* **DOCUMENT TEXT**:
[Start of section]
This posturing reeks of a deeper malaise: Ali’s pronounced follower mentality, echoing Donald Trump’s brash playbook with eerie precision. Where Trump issued sweeping, uninformed absolutes on trade, borders, and energy—often prioritizing America’s commodity interests over global realities—Ali now mirrors that style, fixating on oil’s “purity” in a crude attempt at aping the U.S. president’s dealmaker bravado.
Gone is independent thinking; in its place, a sycophantic reflex to project power through rigid commodity defences, blind to Cuba’s human toll. Guyana basks in global attention over Exxon finds and Venezuela’s border gambit, fueling an addiction to this elevated status. But such mimicry exposes profound shortcomings: no original vision, no moral compass, just a leader power-drunk on oil allure, delivering Trumpian gaffes that collapse under basic scrutiny—confident proclamations devoid of regional empathy or historical memory.
What a betrayal of Cheddi Jagan’s towering legacy. Jagan, the humanist statesman who viewed Cuba not through commodity ledgers but as a brother in struggle, wrote in “The Caribbean is Nobody’s Backyard” of Cuba’s revolutionary spirit as inseparable from global solidarity and sacrifice. He embodied internationalism, insisting: “We have to see a biological relationship… solidarity, sacrifice and struggle… while we may have our point of view on politics… we should also see ourselves as part of the humanity that sees the sufferings of others as our own.”
Jagan championed Cuba’s aid to the oppressed worldwide—from Angola to the Caribbean—linking it to “core principles of social justice, equity, and wealth redistribution… particularly in favour of the poor.” Under his vision, Guyana hosted Cuban troop transit to Angola, affirming: “Cuba stood on the side of the oppressed… internationalists… sharing the concerns and the plight not only of our people here, but of the rest of humanity.”
[End of section]
* **PROBLEM 1**: What is the title of the work in which Jagan wrote of Cuba's revolutionary spirit, according to the commentary on Ali and Cheddi Jagan?
* **PROBLEM 2**: From the commentary on Ali and Cheddi Jagan, quote the stretch from "This posturing reeks" through "president’s dealmaker bravado.".
* **PROBLEM 3**: Continue the commentary on Ali and Cheddi Jagan from where it stops.

* **DATA PROVIDED**:
[Start of section]
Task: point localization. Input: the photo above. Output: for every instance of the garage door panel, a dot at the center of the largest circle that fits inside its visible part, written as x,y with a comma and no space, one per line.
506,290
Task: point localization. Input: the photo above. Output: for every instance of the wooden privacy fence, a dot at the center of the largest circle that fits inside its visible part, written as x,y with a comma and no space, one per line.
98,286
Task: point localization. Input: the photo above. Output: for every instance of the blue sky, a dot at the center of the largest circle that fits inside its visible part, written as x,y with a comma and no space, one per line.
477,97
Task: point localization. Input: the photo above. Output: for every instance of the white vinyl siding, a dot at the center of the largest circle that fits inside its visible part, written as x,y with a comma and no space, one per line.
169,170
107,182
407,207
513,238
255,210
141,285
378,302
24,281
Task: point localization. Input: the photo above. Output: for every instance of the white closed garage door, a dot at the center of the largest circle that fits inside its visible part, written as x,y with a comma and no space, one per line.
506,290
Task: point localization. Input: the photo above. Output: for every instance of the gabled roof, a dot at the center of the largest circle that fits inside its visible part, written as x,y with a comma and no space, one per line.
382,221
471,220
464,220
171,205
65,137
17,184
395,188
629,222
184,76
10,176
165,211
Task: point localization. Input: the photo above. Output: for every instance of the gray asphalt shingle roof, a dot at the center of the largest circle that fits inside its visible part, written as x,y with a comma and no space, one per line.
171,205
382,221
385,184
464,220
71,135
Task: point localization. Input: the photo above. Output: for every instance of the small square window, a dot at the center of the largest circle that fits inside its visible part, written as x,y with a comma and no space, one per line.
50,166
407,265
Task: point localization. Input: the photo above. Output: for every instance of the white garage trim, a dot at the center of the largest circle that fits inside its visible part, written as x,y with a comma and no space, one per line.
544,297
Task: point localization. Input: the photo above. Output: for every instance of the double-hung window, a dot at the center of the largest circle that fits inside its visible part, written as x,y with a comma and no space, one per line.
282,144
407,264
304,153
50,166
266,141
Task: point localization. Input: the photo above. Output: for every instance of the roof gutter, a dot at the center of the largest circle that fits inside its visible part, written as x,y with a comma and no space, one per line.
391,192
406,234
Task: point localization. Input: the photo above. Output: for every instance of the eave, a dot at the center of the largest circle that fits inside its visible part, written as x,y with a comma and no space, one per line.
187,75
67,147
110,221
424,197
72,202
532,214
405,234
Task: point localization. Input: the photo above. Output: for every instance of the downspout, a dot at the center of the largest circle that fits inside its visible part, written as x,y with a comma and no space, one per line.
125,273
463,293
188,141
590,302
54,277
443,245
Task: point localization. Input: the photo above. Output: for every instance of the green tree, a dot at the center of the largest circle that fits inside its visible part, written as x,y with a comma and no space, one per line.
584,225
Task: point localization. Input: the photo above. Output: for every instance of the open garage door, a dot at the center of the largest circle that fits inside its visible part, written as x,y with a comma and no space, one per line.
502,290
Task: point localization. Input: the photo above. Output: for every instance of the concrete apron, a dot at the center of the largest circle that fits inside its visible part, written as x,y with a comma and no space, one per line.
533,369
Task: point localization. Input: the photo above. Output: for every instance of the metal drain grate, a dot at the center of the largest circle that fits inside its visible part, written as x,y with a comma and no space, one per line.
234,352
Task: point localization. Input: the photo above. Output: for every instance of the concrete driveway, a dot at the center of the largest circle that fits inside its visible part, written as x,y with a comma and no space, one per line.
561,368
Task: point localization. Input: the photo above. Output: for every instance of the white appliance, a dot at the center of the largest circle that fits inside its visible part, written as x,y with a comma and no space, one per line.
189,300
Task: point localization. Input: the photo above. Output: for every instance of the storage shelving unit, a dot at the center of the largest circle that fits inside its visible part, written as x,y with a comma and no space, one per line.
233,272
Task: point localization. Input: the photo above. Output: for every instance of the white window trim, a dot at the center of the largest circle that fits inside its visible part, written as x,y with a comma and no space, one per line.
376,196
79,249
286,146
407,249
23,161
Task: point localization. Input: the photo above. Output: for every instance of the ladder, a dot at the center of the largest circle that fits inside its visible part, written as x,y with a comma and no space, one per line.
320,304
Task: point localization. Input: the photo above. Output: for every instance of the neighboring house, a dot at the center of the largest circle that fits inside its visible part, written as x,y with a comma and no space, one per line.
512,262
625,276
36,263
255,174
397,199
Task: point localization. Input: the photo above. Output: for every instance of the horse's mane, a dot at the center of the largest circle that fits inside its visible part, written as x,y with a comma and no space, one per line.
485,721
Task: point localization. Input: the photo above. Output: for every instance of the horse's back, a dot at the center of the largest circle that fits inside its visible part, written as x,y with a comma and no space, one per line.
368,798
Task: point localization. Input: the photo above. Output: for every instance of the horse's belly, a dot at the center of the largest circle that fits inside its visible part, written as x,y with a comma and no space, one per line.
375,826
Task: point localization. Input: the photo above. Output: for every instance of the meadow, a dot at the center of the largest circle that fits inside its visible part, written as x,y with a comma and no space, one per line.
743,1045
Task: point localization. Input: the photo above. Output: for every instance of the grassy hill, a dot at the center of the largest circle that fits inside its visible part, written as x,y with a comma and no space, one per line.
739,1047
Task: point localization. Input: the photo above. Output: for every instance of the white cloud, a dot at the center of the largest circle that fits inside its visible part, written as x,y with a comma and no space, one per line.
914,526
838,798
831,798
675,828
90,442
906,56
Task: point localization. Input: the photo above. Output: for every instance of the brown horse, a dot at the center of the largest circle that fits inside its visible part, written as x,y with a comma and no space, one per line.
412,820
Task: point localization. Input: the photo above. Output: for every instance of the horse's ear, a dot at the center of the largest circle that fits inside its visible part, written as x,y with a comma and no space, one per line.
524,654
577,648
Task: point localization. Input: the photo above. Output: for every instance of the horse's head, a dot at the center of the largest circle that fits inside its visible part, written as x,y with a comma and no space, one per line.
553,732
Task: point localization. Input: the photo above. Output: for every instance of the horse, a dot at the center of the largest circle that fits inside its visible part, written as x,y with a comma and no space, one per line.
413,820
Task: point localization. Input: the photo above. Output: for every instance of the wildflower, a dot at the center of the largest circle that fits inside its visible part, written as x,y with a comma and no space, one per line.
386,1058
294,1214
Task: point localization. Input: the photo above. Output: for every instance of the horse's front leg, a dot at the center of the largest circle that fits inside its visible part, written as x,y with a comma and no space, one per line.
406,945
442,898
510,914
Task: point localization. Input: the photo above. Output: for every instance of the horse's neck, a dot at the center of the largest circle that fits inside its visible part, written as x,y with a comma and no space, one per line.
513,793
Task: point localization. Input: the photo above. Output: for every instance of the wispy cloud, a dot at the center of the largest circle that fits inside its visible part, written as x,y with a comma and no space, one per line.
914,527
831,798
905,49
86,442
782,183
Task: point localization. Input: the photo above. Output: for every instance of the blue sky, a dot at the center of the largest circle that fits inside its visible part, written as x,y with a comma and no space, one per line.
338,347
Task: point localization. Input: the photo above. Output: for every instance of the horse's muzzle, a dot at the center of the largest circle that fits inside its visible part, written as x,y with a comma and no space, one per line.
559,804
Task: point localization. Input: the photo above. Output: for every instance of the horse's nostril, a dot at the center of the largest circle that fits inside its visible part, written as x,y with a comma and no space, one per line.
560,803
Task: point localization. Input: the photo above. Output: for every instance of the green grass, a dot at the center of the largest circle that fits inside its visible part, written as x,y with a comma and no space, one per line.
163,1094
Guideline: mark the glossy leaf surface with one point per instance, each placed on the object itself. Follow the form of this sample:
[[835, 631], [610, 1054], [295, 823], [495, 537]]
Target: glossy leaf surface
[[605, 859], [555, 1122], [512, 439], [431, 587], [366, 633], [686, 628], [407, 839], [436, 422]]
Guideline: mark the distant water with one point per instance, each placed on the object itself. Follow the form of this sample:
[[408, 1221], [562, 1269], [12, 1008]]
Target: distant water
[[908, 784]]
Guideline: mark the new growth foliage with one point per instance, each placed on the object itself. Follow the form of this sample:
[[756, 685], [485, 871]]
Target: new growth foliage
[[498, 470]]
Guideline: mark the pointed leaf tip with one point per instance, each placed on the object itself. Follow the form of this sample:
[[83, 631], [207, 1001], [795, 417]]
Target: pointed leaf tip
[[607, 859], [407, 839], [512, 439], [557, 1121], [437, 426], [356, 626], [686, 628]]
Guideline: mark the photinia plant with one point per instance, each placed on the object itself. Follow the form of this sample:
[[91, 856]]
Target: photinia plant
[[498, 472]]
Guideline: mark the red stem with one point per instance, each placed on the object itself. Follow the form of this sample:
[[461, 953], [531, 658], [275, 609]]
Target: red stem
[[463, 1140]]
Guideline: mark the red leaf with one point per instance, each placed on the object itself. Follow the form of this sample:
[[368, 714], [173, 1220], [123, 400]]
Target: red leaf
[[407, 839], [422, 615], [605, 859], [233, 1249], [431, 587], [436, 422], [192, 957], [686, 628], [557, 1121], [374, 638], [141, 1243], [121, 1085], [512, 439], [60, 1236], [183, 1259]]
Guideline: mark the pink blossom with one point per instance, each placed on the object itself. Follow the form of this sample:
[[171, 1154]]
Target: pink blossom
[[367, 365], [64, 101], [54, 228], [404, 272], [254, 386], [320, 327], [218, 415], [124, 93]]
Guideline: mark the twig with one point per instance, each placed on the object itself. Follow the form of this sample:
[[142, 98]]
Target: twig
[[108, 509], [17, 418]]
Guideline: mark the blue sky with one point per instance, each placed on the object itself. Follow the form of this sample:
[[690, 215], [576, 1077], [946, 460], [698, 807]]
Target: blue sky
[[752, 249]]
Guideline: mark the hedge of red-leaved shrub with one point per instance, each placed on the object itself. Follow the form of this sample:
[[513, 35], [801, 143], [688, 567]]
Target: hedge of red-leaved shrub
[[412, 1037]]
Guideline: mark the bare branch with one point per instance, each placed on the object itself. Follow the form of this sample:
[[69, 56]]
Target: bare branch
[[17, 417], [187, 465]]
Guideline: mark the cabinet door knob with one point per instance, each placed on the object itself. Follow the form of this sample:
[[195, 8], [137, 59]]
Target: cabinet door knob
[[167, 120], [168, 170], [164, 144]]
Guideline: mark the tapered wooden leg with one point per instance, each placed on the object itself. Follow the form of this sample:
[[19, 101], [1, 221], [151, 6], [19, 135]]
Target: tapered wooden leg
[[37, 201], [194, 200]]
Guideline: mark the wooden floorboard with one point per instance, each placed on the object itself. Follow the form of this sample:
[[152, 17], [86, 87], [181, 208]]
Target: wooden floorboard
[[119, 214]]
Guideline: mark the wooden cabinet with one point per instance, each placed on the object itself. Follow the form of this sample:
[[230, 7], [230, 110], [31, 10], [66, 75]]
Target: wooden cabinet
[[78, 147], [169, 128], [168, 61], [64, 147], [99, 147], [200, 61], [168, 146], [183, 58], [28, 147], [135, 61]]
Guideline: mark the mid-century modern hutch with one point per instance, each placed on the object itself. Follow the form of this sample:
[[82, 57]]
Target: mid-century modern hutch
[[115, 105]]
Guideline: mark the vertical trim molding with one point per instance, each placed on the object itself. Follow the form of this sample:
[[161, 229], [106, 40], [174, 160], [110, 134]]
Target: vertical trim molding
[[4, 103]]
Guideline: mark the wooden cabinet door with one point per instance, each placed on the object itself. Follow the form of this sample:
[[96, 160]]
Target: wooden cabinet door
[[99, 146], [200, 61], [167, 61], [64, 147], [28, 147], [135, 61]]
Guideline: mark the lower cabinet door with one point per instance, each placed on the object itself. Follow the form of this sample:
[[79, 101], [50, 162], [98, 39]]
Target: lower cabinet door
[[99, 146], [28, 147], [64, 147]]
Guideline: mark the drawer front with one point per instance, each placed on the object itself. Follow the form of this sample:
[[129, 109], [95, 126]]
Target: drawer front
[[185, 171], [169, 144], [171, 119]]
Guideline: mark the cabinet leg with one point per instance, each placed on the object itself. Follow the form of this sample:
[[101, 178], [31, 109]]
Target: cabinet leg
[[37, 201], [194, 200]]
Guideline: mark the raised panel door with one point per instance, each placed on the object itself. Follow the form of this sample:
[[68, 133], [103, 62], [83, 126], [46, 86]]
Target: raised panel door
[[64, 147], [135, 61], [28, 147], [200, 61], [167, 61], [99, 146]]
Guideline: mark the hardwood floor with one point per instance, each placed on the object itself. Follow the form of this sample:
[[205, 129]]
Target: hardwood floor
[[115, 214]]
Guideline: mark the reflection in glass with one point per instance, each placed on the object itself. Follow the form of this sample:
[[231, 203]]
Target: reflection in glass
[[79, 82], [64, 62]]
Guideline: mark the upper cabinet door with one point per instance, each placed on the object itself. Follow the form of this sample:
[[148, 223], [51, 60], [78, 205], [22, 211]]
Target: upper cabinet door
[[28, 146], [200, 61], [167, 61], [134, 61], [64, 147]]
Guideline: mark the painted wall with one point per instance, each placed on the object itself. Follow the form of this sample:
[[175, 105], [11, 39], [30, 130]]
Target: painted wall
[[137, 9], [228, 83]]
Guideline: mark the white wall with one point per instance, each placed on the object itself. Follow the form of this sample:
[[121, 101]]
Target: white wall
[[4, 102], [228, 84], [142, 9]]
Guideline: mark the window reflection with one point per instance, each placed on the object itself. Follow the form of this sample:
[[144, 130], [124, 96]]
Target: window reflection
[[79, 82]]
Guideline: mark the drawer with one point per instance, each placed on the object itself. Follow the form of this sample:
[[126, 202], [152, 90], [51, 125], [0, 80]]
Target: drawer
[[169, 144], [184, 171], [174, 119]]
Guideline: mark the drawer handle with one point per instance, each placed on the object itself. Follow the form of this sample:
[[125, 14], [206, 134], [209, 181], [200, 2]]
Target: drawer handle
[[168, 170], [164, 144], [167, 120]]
[End of section]
* **FINAL ANSWER 1**: “The Caribbean is Nobody’s Backyard”

* **FINAL ANSWER 2**:
This posturing reeks of a deeper malaise: Ali’s pronounced follower mentality, echoing Donald Trump’s brash playbook with eerie precision. Where Trump issued sweeping, uninformed absolutes on trade, borders, and energy—often prioritizing America’s commodity interests over global realities—Ali now mirrors that style, fixating on oil’s “purity” in a crude attempt at aping the U.S. president’s dealmaker bravado.

* **FINAL ANSWER 3**:
Ali finds convenient only Jagan’s platform—the PPP machinery and diplomatic stature Jagan forged through principled non-alignment and humanism—as a footstool to mount his high seat of power. Where Jagan saw shared suffering demanding solidarity, Ali peddles oil exceptionalism, forsaking the grace that defined his predecessor. This is no heir to Jagan; it is a pretender, commodifying the legacy for personal elevation while Cuba’s lights flicker out.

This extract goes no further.